§ WORK REQUIRED: Whenever a line in the entries includes the word "chair", copy that line out.

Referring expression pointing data
——

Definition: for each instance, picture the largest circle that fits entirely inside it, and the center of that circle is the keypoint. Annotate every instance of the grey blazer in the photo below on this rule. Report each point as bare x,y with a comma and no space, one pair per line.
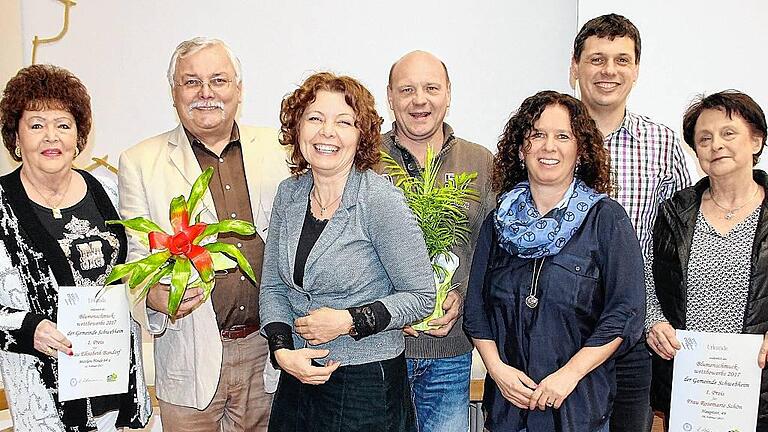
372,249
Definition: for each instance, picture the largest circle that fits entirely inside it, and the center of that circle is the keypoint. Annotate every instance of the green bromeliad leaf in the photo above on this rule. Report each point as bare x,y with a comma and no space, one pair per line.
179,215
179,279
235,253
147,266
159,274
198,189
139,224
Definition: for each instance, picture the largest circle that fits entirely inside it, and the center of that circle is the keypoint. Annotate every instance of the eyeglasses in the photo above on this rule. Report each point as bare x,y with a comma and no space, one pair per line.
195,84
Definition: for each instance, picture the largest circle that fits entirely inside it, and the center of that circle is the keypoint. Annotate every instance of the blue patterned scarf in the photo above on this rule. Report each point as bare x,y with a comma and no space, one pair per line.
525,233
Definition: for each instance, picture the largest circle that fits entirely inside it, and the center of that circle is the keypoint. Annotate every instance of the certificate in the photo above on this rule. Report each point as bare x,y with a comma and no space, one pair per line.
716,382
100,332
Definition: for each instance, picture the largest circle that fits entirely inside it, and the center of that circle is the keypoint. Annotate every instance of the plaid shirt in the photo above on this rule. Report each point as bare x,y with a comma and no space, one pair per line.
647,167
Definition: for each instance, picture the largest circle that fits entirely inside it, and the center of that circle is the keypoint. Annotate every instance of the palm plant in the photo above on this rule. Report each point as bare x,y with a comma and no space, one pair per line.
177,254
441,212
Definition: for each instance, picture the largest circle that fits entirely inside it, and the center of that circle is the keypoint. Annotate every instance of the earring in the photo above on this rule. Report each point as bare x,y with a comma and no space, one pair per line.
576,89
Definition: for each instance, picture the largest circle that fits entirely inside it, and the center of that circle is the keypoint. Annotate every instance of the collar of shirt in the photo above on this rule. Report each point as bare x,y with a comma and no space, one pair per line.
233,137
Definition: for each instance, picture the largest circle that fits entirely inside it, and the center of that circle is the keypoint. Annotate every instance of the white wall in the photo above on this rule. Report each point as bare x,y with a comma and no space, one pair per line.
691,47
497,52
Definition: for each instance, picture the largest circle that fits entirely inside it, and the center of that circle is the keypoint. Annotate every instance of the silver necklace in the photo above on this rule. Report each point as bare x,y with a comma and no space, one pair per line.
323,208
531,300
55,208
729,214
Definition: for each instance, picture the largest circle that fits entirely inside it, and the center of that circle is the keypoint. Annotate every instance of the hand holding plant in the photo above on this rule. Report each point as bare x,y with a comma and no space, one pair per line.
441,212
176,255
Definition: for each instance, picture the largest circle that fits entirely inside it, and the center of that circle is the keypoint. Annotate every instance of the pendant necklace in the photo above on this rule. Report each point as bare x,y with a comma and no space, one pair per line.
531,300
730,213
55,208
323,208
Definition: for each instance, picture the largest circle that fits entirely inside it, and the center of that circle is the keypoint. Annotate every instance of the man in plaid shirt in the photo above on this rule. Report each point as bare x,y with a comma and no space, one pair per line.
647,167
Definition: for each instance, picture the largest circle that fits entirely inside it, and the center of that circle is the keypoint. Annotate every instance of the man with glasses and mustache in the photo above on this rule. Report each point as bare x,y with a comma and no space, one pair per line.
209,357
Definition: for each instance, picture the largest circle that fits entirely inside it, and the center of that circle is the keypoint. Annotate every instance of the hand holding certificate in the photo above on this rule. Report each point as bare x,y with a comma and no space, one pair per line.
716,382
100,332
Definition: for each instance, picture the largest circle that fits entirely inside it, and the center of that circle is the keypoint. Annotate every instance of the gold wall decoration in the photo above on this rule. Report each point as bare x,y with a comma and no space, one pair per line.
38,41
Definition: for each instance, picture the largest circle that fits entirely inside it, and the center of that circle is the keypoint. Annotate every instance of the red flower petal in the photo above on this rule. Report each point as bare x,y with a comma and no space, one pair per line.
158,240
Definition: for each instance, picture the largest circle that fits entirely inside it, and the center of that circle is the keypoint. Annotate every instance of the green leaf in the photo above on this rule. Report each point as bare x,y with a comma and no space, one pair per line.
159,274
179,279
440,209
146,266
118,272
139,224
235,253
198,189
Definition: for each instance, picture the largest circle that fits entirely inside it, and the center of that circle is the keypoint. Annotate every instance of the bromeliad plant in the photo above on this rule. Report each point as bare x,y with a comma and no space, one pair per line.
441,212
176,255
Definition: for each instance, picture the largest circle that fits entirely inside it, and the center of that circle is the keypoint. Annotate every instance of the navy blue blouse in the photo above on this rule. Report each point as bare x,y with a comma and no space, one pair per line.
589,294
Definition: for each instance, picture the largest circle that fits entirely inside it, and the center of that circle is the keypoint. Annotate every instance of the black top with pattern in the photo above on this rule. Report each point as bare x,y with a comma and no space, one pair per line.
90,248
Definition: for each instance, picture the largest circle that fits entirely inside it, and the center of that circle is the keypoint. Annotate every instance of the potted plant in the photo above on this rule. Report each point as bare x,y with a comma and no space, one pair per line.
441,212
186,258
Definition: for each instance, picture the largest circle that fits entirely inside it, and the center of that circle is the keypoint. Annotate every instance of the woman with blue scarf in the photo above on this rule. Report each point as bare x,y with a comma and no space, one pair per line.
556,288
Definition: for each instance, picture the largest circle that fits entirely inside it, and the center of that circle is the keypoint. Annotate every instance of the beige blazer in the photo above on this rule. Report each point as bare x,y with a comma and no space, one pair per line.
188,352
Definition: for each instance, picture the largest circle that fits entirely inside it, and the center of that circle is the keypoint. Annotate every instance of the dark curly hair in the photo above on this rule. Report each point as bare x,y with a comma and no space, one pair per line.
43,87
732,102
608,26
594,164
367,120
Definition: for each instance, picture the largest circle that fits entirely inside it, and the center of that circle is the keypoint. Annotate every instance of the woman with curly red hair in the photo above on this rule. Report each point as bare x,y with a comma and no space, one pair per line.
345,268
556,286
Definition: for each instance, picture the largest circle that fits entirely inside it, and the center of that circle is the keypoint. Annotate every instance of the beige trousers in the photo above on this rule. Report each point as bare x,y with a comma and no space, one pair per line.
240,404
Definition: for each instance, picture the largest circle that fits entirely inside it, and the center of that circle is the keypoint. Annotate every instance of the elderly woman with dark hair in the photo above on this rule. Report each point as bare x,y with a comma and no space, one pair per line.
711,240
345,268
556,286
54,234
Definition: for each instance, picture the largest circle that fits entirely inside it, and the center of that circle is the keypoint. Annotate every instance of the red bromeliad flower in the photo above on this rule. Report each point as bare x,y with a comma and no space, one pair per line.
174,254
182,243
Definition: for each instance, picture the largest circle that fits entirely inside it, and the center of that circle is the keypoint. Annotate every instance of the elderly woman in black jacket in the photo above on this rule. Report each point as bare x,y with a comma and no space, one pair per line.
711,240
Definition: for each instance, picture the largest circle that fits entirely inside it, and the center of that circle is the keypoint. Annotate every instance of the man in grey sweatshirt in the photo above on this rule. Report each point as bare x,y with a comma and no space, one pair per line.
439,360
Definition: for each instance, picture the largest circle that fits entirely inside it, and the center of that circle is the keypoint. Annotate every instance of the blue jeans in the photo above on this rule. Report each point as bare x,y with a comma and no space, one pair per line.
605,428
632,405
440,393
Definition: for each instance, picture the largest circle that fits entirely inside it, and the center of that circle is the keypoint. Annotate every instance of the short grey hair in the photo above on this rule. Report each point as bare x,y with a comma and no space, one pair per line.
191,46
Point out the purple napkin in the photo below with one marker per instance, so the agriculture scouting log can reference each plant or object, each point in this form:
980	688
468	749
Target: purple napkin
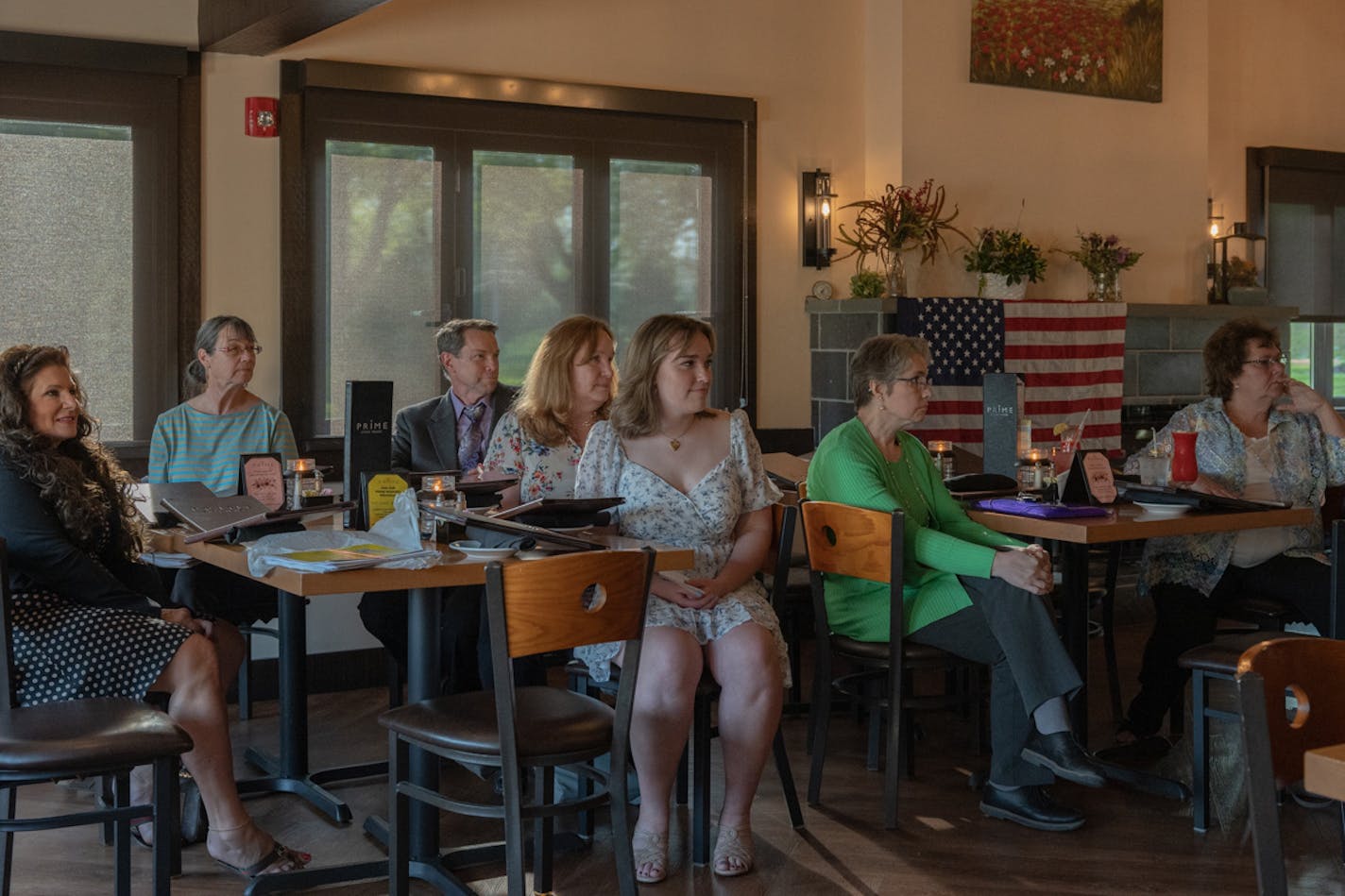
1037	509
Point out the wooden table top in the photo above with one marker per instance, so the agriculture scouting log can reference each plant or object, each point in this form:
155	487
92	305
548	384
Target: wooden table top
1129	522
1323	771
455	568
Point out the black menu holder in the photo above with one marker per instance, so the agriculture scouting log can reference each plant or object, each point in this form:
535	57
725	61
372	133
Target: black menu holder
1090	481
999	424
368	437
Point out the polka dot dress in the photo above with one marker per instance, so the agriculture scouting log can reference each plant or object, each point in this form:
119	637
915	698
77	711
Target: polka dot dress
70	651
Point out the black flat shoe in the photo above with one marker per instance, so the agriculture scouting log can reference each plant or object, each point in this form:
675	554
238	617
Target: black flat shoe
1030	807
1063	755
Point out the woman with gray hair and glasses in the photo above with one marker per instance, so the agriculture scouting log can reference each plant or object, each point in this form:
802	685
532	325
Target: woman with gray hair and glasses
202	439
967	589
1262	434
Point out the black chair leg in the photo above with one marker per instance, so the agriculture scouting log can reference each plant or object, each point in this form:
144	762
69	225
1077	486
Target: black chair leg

——

§ EXPECTED ANSWER:
Point out the black chair leg in the photo above with one marker per instance, so the agriculture scouting log can reference each plant or object, each point in this form:
Target: black chair leg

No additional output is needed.